▶ YOUR INSTRUCTIONS
Restate the listing below word for word, omitting any images.

▶ INPUT DATA
++++++++++++++++++++

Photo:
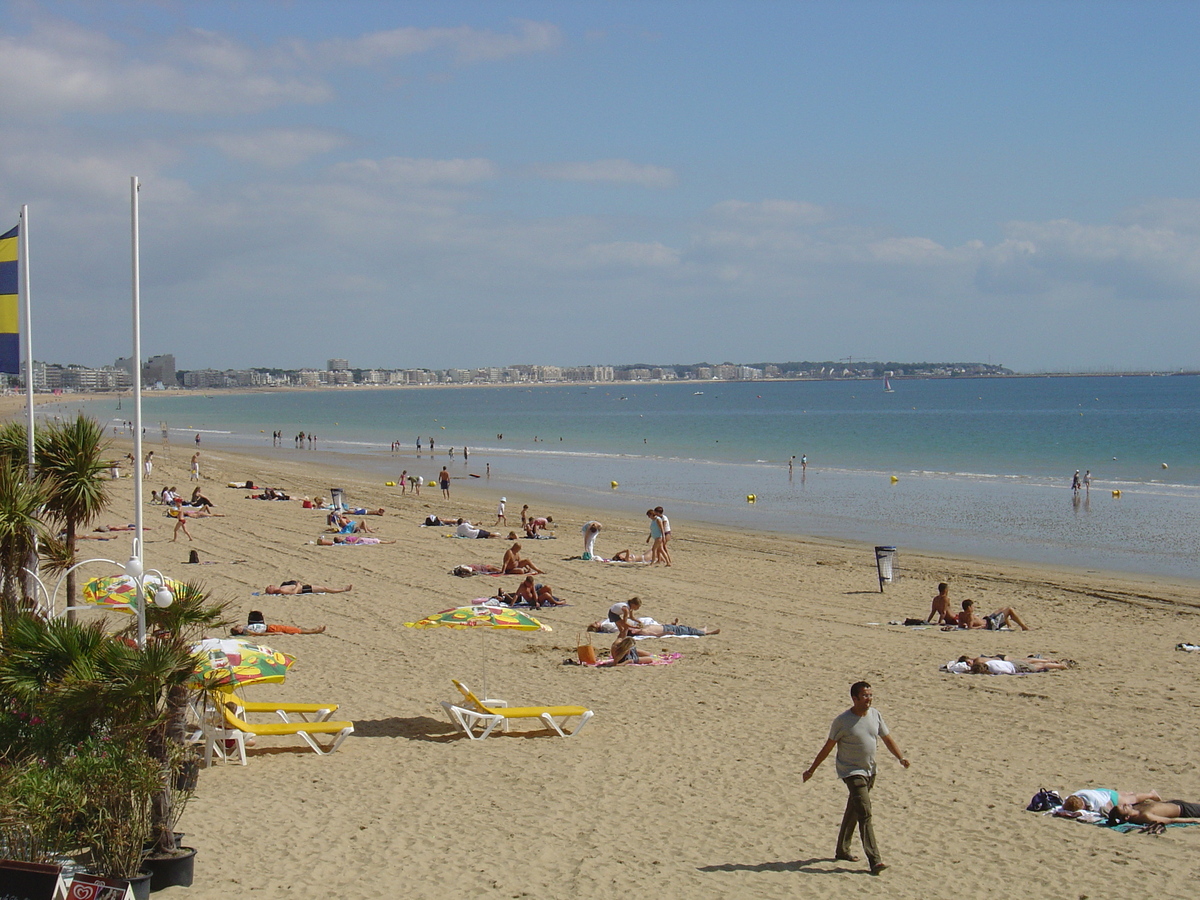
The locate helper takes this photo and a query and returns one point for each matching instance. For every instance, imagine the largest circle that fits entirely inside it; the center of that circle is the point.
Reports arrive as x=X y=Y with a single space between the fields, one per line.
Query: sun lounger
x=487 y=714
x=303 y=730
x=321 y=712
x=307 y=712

++++++++++++++++++++

▶ FINAL ANSWER
Photo:
The locate helper takes this photo and a query and returns one point for each matching instance. For every instance, imagine the largest circle that fits entirely inside it; the center of that circle is the point.
Reports arrive as x=X y=Y with a single space between the fields, one per line.
Query: sun lounger
x=487 y=714
x=303 y=730
x=321 y=712
x=307 y=712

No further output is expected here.